— Start of Excerpt —
Mr Walsh said, however, he does expect “some flattening off” of room rate growth from the 15 per cent that Staycity achieved last year. “We’re expecting some growth in rates this year but not as much as last year,” he said, with the group’s longer-term corporate accommodation business still catching up with other categories.

Asked about the controversy around elevated room rates, particularly in the capital, last summer, Mr Walsh said that Staycity monitors its metric “very closely”.

“Our value-for-money metric in Dublin is not out of line with the rest of our estate,” he said. “When our customers rank us on value for money, it’s well above 85 per cent. That’s something that’s very important. We have dimensions to our products that hotels can’t offer, which is for families, the entire family can stay in a single accommodation unit.”

He said, however: “There are occasions when the city is absolutely full, like concerts and so on, where rates can become very expensive. But on the whole, our value-for-money metrics in Dublin aren’t out of line with other European cities.”

Mr Walsh also said that Staycity, which has made a “significant investment on brand identity”, will unveil a new look later this year, splitting its Wilde and Staycity brands into separate websites. The group is also relaunching its booking engine, which he said would make it easier for customers to use the platform.

“That brand has been around for 10 years,” he said. “So, it’s probably time give it a refresh and that’s what we’re setting out to do.”
— End of Excerpt —
— Start of Provided data —
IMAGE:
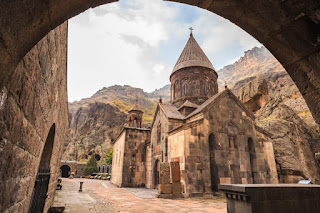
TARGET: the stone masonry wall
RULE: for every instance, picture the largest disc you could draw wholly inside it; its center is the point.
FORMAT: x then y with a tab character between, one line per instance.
— End of Provided data —
--- Requirements ---
In the Staycity excerpt:
(a) What rate of room rate growth did Staycity achieve last year?
(b) How high do customers rank Staycity on value for money?
(c) Which two brands will Staycity split into separate websites?
The data comes from a source other than the Staycity excerpt.

--- Exercise answer ---
(a) 15 per cent
(b) Well above 85 per cent
(c) Wilde and Staycity